→ **ОТРЫВОК ДЛЯ ЧТЕНИЯ**:
========================================================================
Но можно усомниться, является ли некая истина вещей, которая есть их соответствие своим вечным понятиям (ratio), вечной и безначальной? Действительно, истины математических и всех условных высказываний, как кажется, вечны, и истины любого отрицательного суждения о существовании тварного, по всей видимости обладают безначальной истиной до [начала существования] тварных вещей, а именно, [высказывание] “мир не существует” до сотворения мира было истинно, и истинно безначально, и было подобно своему речению, которое сказывается Вечным Словом. Итак, соответствие этого, могущего быть высказанным (enuntiabilis) [суждения], своему речению в Вечном Слове, не есть Бог. Следовательно, некая [истина], не имеющая начала отлична от Бога.

Равным образом истины высказываний типа “нечто было будущим”, суть [истины] не имеющие начала, и они отличны друг от друга. Ведь не одна и та же истина высказывания, утверждающего “нечто было будущим”, и высказывания типа “семь плюс три равно десять”. И у первого одно соответствие своему речению в вечном слове, а у второго - другое. Итак, конечно же, есть бесчисленное множество [истин], которые не имеют начала, и [которые] не будут иметь конца.

То же самое относится и к самим высказываниям. Ибо ведь высказывание “нечто было будущим” - вечно, так же и “семь плюс три равно десять” и ни одно из них не есть другое, и ни одно из них не есть Бог. Итак, многое отличное от Бога есть тем самым вечное.
========================================================================
→ **ИСХОДНЫЕ ДАННЫЕ**:
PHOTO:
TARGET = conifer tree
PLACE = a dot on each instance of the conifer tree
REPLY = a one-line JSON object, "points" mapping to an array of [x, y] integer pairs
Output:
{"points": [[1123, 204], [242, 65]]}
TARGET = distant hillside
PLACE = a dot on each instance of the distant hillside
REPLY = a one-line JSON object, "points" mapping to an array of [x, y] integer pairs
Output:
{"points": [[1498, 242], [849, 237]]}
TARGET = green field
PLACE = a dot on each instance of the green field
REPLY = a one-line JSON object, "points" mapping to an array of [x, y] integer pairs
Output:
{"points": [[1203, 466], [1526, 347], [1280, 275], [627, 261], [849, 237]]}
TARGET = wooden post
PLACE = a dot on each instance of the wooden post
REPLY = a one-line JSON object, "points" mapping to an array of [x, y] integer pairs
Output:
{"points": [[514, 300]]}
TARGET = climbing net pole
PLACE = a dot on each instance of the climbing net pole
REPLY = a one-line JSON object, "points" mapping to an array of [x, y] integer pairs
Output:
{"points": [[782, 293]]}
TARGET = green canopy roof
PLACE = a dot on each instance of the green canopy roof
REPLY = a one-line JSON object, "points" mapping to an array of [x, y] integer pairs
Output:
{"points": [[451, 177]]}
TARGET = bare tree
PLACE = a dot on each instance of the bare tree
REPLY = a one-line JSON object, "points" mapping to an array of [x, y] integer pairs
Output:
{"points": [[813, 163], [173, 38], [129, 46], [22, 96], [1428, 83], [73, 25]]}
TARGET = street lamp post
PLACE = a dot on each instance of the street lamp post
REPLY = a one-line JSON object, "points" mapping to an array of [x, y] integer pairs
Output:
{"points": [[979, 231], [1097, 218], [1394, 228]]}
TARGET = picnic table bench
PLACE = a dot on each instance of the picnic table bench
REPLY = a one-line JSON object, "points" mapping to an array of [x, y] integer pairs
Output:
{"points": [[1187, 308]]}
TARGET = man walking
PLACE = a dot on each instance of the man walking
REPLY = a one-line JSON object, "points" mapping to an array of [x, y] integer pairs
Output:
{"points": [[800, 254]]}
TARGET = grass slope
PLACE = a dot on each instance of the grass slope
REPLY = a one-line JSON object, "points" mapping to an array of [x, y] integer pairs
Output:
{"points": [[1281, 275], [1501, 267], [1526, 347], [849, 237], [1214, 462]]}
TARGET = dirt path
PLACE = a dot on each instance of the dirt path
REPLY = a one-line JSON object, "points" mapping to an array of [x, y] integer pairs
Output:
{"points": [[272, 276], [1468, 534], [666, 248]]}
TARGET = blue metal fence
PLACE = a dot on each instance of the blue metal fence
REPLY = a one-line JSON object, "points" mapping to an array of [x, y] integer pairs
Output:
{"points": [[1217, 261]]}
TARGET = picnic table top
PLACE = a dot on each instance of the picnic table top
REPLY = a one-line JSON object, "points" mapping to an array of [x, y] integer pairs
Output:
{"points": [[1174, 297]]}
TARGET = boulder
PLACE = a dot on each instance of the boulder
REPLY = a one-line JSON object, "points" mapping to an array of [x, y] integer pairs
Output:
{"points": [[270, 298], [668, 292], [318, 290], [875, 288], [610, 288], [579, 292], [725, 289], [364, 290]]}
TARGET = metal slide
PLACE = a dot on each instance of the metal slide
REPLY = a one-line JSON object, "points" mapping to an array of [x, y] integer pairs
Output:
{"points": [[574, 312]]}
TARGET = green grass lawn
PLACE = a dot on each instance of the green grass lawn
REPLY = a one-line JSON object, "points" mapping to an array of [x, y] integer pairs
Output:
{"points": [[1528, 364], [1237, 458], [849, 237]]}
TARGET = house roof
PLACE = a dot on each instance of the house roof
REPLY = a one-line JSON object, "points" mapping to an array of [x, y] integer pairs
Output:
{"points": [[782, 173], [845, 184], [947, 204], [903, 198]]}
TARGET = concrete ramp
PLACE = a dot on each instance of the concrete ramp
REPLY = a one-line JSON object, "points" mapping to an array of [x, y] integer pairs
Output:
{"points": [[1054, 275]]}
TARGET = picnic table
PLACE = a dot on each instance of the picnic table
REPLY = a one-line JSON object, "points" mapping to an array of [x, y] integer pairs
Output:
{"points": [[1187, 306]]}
========================================================================
→ **НАБОР ЗАДАНИЙ**:
**1.** Перепишите часть отрывка о вечных истинах, начиная с «Равным образом истины» и заканчивая «будут иметь конца.», заменив «бесчисленное множество» на «огромное число».
**2.** Какое высказывание, согласно отрывку о вечных истинах, было истинно до сотворения мира?
Этот материал для работы не понадобится.

→ **ОТВЕТЫ К УПРАЖНЕНИЮ**:
**1.**
Равным образом истины высказываний типа “нечто было будущим”, суть [истины] не имеющие начала, и они отличны друг от друга. Ведь не одна и та же истина высказывания, утверждающего “нечто было будущим”, и высказывания типа “семь плюс три равно десять”. И у первого одно соответствие своему речению в вечном слове, а у второго - другое. Итак, конечно же, есть огромное число [истин], которые не имеют начала, и [которые] не будут иметь конца.

**2.** Высказывание «мир не существует».